→ **Activity list**:
a. List the titles of the benefit sections on the estate and incapacity planning page.
b. Summarize the estate and incapacity planning page in two sentences.
c. Carry on the estate and incapacity planning page from its final sentence.

*** Page extract ***

ESTATE & INCAPACITY PLANNING
What are some of the benefits?
We customize every estate plan to suit our client’s specific circumstances and desires. Keep reading to learn about many of the advantages that can be gained by skilled planning.
Continuing Care and Management on Your Terms. We firmly believe incapacity planning is a critical part of any estate plan. In the event you become unable to manage your financial affairs or care for yourself due to mental or physical incapacity, it is usually necessary to have a court-supervised guardian appointed unless you have previously made certain arrangements. We can help you legally designate someone, in advance, who will have the authority to manage your financial affairs and make health care decisions for your benefit if you ever become unable to do so. For example, your designated agent could be authorized to pay your bills, manage your bank and investment accounts, and/or consult with your doctors if you are affected by temporary or long-term incapacity. With good incapacity planning, you can avoid the need for a court-supervised guardianship. If you want, you can also give your designated agent the authority to manage your affairs while you are traveling, temporarily ill or injured, or simply as a convenience to you.
Nominating a guardian. In a written will, you can nominate a person of your choice to serve as the legal guardian who would have custody of your children in case they are minors or incapacitated at the time of your death. You can also nominate a guardian to care for yourself in the event you become incapacitated while still living; however, a court-supervised guardianship for yourself is normally unnecessary if you have previously done sufficient incapacity planning.
Facilitating End-of-Life Decisions. Most clients prefer to include an Advance Directive for Health Care in their estate plan. This document enables a person to legally direct, in advance, whether the person will receive life support in the event the person becomes terminally ill, irreversibly unconscious, or suffers another end-stage condition, and is unable at that time to communicate his or her wishes. A person can either make specific instructions at the time of signing the document, or use the document to appoint a health care proxy who will make the decisions for his or her benefit when—and if—certain situations arise. The Advance Directive also allows a person to instruct whether or not he or she will be an organ donor, and provide more specific instructions about that if desired.

*** End of Page extract ***
*** Record set ***

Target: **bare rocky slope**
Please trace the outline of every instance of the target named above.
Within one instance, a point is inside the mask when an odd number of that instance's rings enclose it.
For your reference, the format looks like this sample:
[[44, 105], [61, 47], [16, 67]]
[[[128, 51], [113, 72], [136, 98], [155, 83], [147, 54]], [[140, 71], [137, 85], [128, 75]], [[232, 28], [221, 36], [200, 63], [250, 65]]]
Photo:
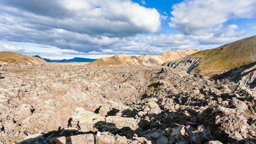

*** End of Record set ***

→ **Answers below**:
a.
Continuing Care and Management on Your Terms
Nominating a guardian
Facilitating End-of-Life Decisions

b. Incapacity planning lets you designate someone in advance to manage your financial affairs and make health care decisions for you, which can avoid the need for a court-supervised guardianship. A will can also nominate a guardian for your minor or incapacitated children, and an Advance Directive for Health Care lets you direct life support and organ donation choices or appoint a health care proxy.

c.
Reducing Estate Administration Costs and Hassle. Including certain provisions in your will can significantly reduce the costs of administering your probate estate as well as the work required of your estate representative. Incapacity planning and/or trusts can also reduce or eliminate the expense and work required to probate an estate.
Avoiding the need for probate. Regardless of whether you leave a written will, property you own at death must generally go through the court-supervised probate process. This expensive process can take months or years to complete. Estate planning can usually eliminate the need for probate if that is one of your priorities. This can save your heirs time and money, and reduce their stress.
Avoiding the need for ancillary probate. If you own certain types of property (such as mineral interests or other real estate) in more than one state, a probate must generally be conducted in each state where you own such property at death. Good estate planning can prevent the need for ancillary probate.
Tax Savings. Knowledgeable estate planning can result in significant savings of estate, gift, capital gains, and income taxes.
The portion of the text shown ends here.